◆ REQUIRED TASKS ◆
A. According to the antaris-router project description, how many tests does version 3.0.0 include?
B. Transcribe the antaris-router project description word for word, everything from "Project description" down to "budget_per_hour_usd=...), get_sla_report(), check_budget_alert()".

◆ PROVIDED TEXT ◆
·····
File-based model router for LLM cost optimization. Zero dependencies.

These details have not been verified by PyPI

Project links

Project description

Antaris Router

Adaptive model router for LLM cost optimization. Learns from outcomes. Zero dependencies.

Routes prompts to the cheapest capable model using semantic classification (TF-IDF), not keyword matching. Tracks outcomes to learn which models actually perform well on which tasks. Enforces cost/latency SLAs. All state stored in plain JSON files. No API keys, no vector database, no infrastructure.

What's New in v3.0.0

SLA Monitor — enforce cost budgets and latency targets per model/tier; SLAConfig(max_latency_ms=..., budget_per_hour_usd=...), get_sla_report(), check_budget_alert()
Confidence Routing — RoutingDecision.confidence_basis for cross-package tracing; ConfidenceRouter for score-weighted decisions
Suite integration — router hints consumed by antaris-context via set_router_hints() for adaptive context budget allocation
Backward compatibility — all Sprint 7 SLA params optional; safe defaults throughout; existing AdaptiveRouter code unchanged
194 tests (all passing)

See CHANGELOG.md for full version history.

OpenClaw Integration

antaris-router is designed for OpenClaw agent workflows. Drop it into any pipeline to get intelligent model selection without modifying your agent logic.

from antaris_router import Router

# Works inside any OpenClaw tool, hook, or pipeline stage
router = Router(config_path="router.json")
model = router.route(prompt)  # Returns the optimal model for this prompt

Compatible with the full antaris-suite — pairs naturally with antaris-guard (pre-routing safety check) and antaris-context (token budget awareness before routing).

What It Does

Semantic classification — TF-IDF vectors + cosine similarity, not keyword matching
Outcome learning — tracks routing decisions and their results, builds per-model quality profiles
SLA enforcement — cost budget alerts, latency targets, quality score tracking per model/tier
Fallback chains — automatic escalation when cheap models fail
A/B testing — routes a configurable % to premium models to validate cheap routing
Context-aware — adjusts routing based on iteration count, conversation length, user expertise
Multi-objective — optimize for quality, cost, speed, or balanced
Runs fully offline — zero network calls, zero tokens, zero API keys

Demo

Prompt                                                          Tier       Model
──────────────────────────────────────────────────────────────────────────────────
What is 2 + 2?                                                  trivial    gpt-4o-mini
Translate hello to French                                       trivial    gpt-4o-mini
Write a Python function to reverse a string                     simple     gpt-4o-mini
Implement a React component with sortable table and pagination  moderate   claude-sonnet
Write a class that manages a connection pool with retry logic   moderate   claude-sonnet
Design microservices for e-commerce with 10K users and CQRS     complex    claude-sonnet
Architect a globally distributed database with CRDTs            expert     claude-opus

Note: "Implement a React component" routes to moderate, not trivial. The semantic classifier understands that implementation tasks require real capability, regardless of prompt length.
·····
Data items
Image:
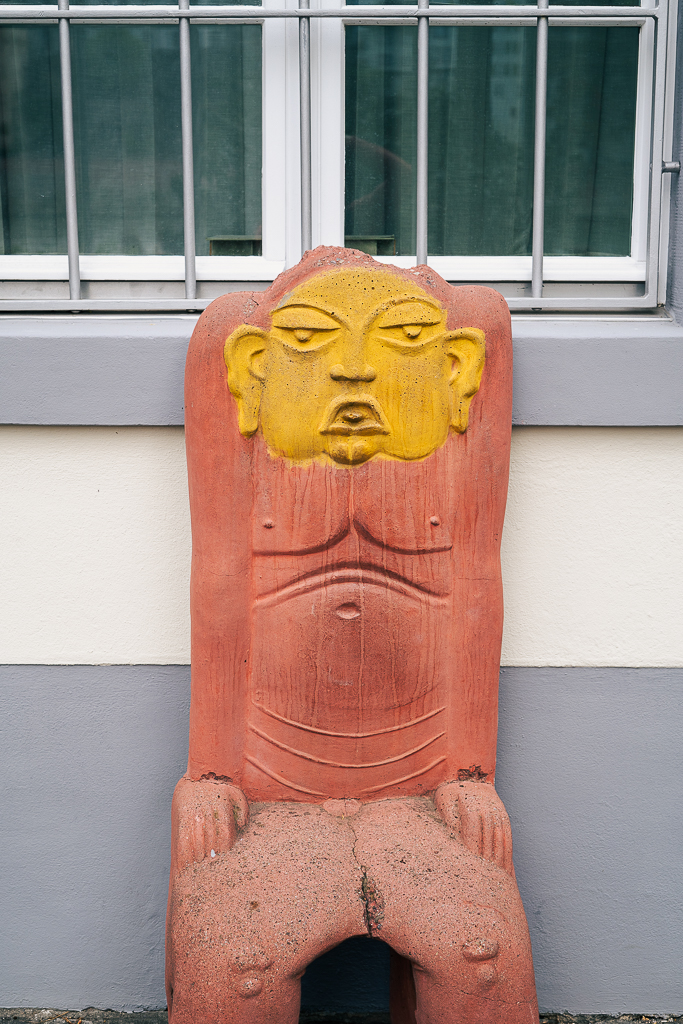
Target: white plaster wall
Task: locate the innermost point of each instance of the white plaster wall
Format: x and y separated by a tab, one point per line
95	547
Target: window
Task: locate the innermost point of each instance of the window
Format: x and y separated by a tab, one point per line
563	209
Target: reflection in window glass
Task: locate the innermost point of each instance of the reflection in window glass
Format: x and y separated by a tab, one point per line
481	99
128	143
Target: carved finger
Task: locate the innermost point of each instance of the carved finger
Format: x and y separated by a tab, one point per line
199	839
487	846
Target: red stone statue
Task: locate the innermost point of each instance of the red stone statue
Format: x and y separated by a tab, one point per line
348	435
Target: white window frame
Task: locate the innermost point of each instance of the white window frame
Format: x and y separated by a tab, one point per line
282	195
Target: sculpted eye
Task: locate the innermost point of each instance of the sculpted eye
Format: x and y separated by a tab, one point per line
410	321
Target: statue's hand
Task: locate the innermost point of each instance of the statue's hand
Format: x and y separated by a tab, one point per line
205	820
476	813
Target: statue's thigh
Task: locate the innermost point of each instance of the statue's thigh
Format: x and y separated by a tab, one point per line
244	926
457	918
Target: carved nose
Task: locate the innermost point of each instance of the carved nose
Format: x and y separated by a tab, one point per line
340	373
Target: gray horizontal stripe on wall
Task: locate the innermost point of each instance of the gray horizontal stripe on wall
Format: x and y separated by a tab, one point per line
120	371
590	768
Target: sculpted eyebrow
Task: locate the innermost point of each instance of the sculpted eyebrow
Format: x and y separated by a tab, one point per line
410	312
303	316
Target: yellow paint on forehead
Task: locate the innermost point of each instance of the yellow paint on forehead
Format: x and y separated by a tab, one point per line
358	364
352	292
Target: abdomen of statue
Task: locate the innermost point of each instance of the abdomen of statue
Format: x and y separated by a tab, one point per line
347	680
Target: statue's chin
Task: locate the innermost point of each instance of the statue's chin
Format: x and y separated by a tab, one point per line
351	451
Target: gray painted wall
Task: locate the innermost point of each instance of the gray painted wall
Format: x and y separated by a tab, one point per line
129	371
590	767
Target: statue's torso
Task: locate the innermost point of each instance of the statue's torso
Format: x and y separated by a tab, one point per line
349	659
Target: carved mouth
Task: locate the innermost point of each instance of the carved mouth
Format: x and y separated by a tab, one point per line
354	417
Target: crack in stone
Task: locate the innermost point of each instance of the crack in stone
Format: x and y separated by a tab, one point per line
371	895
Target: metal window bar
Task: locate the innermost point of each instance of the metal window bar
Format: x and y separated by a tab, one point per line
187	156
70	157
539	14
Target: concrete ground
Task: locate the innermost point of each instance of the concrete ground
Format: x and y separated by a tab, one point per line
92	1016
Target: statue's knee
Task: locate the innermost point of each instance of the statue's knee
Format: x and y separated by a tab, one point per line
480	958
249	971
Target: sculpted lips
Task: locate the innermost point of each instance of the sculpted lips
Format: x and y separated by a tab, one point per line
358	416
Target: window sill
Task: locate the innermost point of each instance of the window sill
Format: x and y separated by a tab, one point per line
128	370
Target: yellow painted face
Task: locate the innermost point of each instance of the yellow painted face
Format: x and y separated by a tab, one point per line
358	364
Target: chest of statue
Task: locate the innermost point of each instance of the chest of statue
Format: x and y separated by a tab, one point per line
346	596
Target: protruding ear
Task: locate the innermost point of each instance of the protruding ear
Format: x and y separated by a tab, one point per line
467	347
245	357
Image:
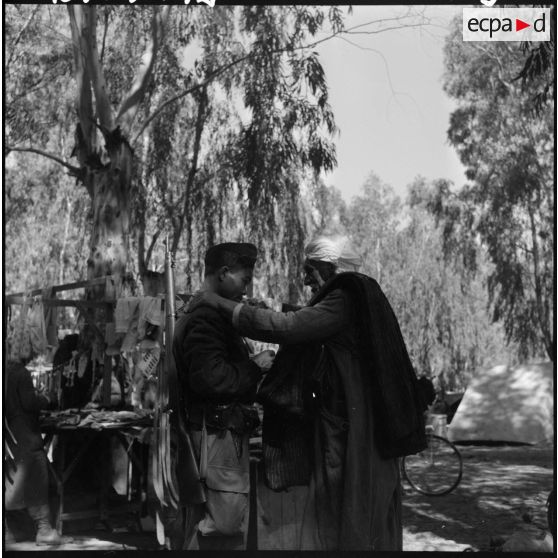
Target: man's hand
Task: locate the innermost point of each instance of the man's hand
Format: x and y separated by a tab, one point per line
264	359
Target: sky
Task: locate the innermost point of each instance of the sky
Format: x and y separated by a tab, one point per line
386	94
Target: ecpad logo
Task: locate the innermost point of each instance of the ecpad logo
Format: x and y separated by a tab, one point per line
506	24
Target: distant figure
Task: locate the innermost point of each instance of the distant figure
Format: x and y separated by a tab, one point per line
439	406
219	378
426	391
360	394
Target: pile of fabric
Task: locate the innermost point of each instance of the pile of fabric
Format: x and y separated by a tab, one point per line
96	419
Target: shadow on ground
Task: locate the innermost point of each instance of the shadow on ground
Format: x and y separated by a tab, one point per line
504	489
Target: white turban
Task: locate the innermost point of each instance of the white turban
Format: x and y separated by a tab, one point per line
334	249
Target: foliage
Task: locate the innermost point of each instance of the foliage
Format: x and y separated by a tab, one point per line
441	306
537	75
507	207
·····
◆ OUTPUTS BY TASK ◆
A. 194 tests, all passing.

B.
Project description

Antaris Router

Adaptive model router for LLM cost optimization. Learns from outcomes. Zero dependencies.

Routes prompts to the cheapest capable model using semantic classification (TF-IDF), not keyword matching. Tracks outcomes to learn which models actually perform well on which tasks. Enforces cost/latency SLAs. All state stored in plain JSON files. No API keys, no vector database, no infrastructure.

What's New in v3.0.0

SLA Monitor — enforce cost budgets and latency targets per model/tier; SLAConfig(max_latency_ms=..., budget_per_hour_usd=...), get_sla_report(), check_budget_alert()